▶ [WHAT TO DO]:
Change every "integers only" to "whole numbers only" in the records from the first line through the line containing "267,284,601,431", both included, and return those lines otherwise unaltered. Leave the pictures out.

▶ [INPUT RECORDS]:
__________

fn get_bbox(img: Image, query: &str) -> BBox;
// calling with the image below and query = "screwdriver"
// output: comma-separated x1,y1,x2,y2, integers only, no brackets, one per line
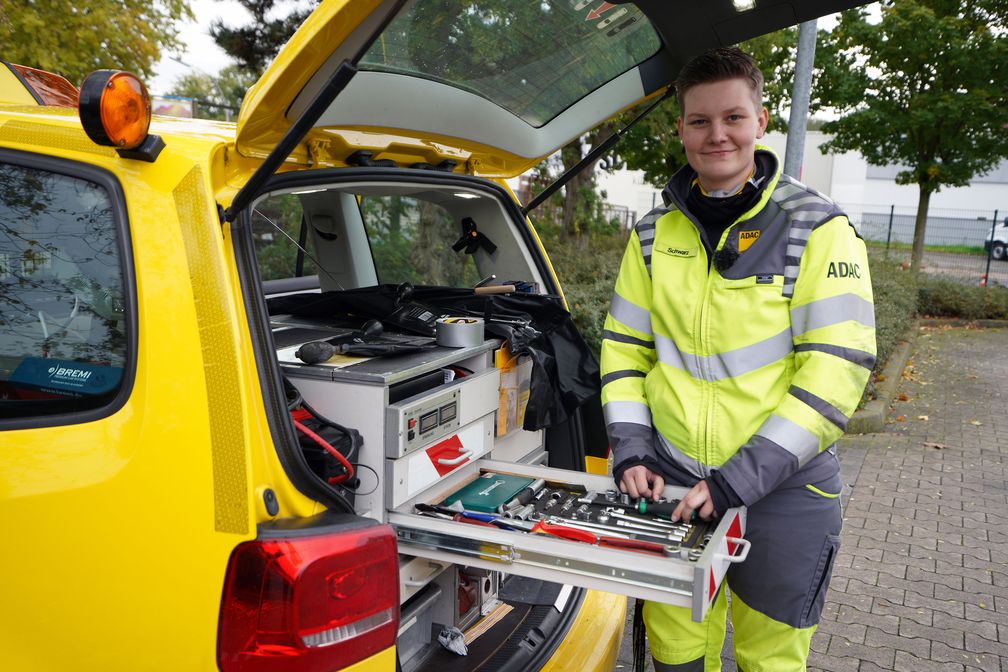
637,498,697,523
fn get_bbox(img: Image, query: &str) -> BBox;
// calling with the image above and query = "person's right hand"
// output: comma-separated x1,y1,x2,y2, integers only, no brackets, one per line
620,464,665,502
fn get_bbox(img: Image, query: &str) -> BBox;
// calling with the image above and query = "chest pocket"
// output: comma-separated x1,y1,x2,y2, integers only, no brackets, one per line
710,274,791,350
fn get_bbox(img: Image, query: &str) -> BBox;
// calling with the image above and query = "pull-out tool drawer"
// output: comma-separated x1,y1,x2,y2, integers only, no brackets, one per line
388,459,749,621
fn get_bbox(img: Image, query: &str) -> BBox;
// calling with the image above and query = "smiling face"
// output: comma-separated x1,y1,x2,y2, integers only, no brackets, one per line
678,79,769,191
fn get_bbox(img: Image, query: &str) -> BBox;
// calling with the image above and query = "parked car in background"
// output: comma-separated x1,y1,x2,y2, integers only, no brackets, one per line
0,0,866,672
984,218,1008,261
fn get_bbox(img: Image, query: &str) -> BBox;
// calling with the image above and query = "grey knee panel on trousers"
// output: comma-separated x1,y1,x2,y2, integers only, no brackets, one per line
728,455,843,628
651,658,704,672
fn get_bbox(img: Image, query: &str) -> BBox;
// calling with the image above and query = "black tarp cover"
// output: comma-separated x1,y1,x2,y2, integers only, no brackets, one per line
267,284,601,431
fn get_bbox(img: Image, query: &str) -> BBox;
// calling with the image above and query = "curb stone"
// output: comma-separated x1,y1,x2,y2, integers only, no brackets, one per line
846,319,921,434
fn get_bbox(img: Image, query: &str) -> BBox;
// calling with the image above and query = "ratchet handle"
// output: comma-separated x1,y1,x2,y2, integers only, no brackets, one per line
530,521,599,544
599,537,669,555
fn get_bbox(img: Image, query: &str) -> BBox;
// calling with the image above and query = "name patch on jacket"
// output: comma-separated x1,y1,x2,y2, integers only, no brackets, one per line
739,229,759,252
654,245,697,257
826,261,861,278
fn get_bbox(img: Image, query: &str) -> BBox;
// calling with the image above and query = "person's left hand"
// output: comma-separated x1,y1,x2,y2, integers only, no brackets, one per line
672,481,717,523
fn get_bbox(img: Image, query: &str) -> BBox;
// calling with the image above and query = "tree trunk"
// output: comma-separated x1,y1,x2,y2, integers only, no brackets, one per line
910,185,931,273
560,124,616,244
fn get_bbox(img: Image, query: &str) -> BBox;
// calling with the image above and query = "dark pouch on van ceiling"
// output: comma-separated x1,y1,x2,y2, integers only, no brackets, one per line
267,285,601,431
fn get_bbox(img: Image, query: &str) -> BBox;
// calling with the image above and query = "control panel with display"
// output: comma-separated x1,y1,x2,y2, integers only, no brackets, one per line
385,389,459,458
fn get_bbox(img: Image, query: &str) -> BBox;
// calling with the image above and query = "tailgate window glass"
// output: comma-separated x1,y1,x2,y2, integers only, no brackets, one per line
252,193,319,281
359,0,661,127
0,162,128,419
360,195,480,287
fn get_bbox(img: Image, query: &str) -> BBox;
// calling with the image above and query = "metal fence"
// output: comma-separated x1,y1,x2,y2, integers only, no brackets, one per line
602,203,637,231
841,204,1008,286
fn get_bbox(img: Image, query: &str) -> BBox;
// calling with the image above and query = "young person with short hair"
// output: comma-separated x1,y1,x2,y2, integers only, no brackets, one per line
602,47,875,672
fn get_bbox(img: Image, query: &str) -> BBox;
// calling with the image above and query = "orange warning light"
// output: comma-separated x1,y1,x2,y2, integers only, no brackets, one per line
79,70,150,149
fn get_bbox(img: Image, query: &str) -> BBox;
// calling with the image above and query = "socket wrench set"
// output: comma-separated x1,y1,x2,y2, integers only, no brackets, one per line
388,458,749,621
414,472,715,560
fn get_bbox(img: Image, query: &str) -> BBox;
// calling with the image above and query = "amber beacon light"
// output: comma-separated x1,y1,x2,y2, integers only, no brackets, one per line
78,70,164,161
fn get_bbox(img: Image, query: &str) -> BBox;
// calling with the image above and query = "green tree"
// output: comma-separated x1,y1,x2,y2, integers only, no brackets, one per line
812,0,1008,270
0,0,193,85
170,64,256,120
210,0,310,75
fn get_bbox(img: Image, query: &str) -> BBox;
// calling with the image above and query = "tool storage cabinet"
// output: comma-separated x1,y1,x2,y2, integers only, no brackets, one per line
274,321,748,620
388,459,748,621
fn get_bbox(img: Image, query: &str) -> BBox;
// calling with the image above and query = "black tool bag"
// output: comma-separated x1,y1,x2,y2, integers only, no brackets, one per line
267,285,601,431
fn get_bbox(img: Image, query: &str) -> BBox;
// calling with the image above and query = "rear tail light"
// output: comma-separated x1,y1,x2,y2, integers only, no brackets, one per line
218,525,399,672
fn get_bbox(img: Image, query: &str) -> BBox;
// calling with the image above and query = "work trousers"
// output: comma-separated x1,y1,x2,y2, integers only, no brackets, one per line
643,463,843,672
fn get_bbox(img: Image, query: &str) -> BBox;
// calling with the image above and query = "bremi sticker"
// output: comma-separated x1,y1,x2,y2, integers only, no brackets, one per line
739,231,759,252
654,245,697,257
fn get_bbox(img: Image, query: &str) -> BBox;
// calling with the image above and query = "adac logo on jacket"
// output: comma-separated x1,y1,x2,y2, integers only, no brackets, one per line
739,229,759,252
826,261,861,278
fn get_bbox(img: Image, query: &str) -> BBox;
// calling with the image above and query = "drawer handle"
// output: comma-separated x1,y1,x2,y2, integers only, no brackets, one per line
715,537,752,564
402,562,444,588
437,446,473,466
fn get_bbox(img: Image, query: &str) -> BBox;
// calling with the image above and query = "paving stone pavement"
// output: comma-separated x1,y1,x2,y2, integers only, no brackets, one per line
616,326,1008,672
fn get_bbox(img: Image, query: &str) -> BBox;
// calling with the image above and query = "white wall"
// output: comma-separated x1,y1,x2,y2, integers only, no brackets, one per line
599,125,1008,219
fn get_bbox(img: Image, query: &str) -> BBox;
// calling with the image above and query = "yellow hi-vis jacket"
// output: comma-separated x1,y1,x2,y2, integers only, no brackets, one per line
602,147,875,505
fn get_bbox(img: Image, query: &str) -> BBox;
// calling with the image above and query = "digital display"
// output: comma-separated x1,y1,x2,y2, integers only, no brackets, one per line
439,401,456,424
420,411,437,434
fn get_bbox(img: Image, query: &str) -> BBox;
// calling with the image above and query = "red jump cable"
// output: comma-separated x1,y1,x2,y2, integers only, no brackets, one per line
291,418,354,486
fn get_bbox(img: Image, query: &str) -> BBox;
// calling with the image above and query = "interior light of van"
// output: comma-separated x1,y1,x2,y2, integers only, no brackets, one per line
79,70,150,149
218,525,399,672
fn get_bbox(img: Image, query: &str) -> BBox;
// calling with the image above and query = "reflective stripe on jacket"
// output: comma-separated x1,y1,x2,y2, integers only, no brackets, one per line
602,147,875,504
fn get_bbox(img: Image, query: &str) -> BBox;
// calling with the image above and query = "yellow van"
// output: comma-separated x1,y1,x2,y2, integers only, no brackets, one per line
0,0,866,672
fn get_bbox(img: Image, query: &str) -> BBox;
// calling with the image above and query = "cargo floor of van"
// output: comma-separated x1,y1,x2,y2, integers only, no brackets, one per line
402,576,585,672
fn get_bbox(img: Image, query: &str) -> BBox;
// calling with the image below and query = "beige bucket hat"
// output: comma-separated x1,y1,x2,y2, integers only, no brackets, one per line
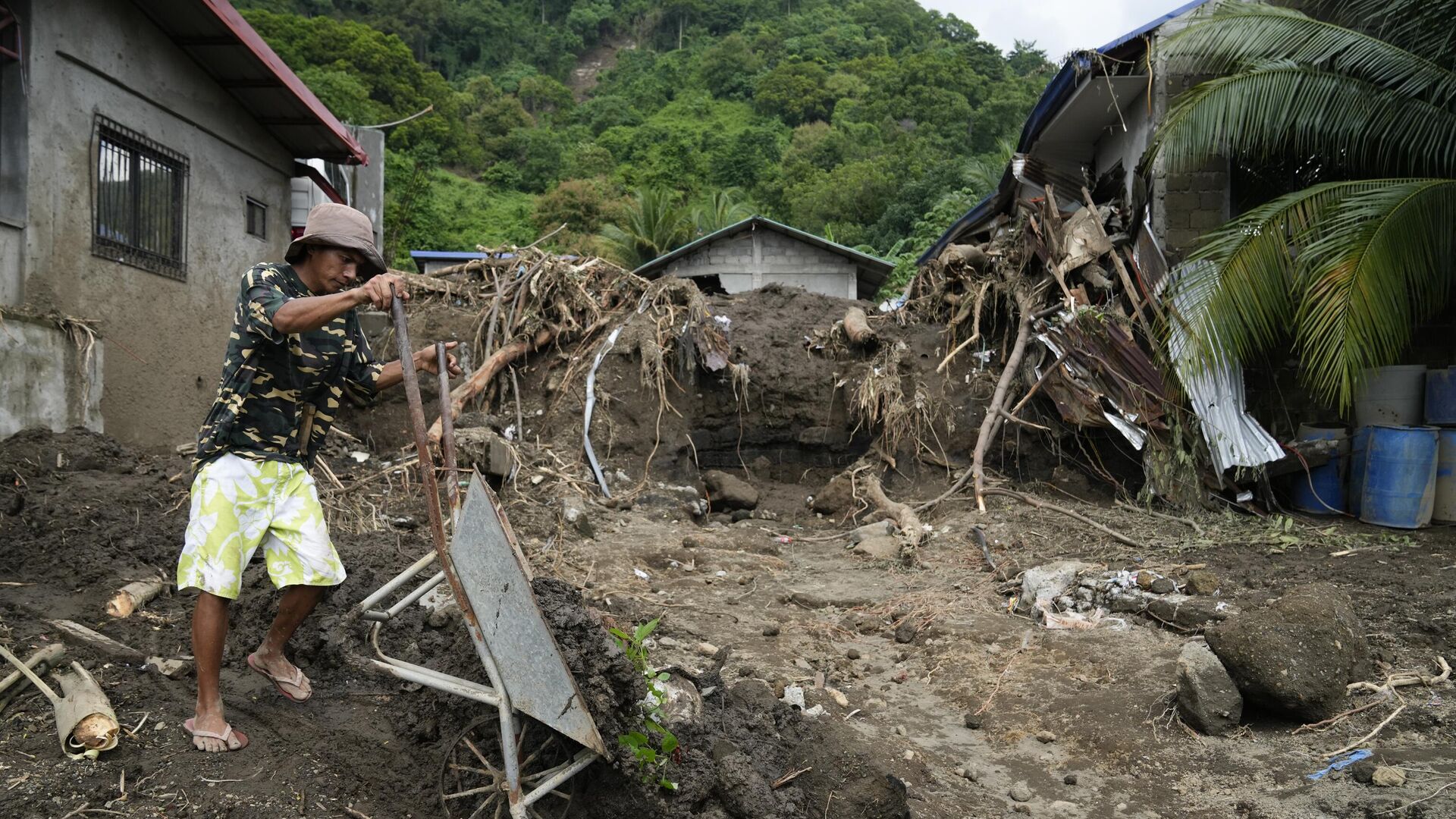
282,202,384,281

__________

▶ [EXERCISE RESULT]:
fn get_bbox(img: Image, query: &str) -> BBox;
// calling with the image below and query = "screwdriver"
// output: comma-separated x1,y1,x2,y2, whole numbers only, no brackets, one per line
637,498,697,523
fn get_bbox(img: Image, query: &str) -> BBox;
// calling with the image above and query = "person's right hand"
// output: comma-separated x1,y1,x2,y2, whole numbers only, no brackets, one per line
620,464,665,502
fn get_bbox(img: Image, query: &str) -> BBox;
// calling with the image above and query = "chest pocket"
// output: comma-separated x1,y1,x2,y2, whole numbers only, no brackets, one per line
710,274,791,350
fn get_bbox(img: Image, query: &str) -> BBox;
// calling with the image above and query = "pull-out tool drawer"
// output: comma-separated x1,y1,x2,y2, whole numbers only, no brackets, one per line
388,459,749,621
fn get_bbox(img: Image, query: &str) -> BBox;
// calling with the image above and query = "smiling face"
// output: comma-separated x1,y1,x2,y2, whole numbers only, no brackets, one per line
678,79,769,191
fn get_bbox(img: Image, query: &str) -> BBox;
// calling with the image above and query = "parked car in background"
// output: comma-separated x1,y1,x2,y2, whole numbers only, no brackets, one per line
0,0,866,672
984,218,1008,261
fn get_bbox(img: Image, query: &str) -> BBox;
// calling with the image above and query = "grey knee panel on trousers"
// output: comma-separated x1,y1,x2,y2, whole numbers only, no brackets, one per line
728,455,843,628
651,658,704,672
fn get_bbox(img: Image, query: &str) -> BBox;
// calling with the image above and query = "black tarp cover"
// output: comma-separated x1,y1,x2,y2, whole numbers only, no brackets, one per line
267,284,601,431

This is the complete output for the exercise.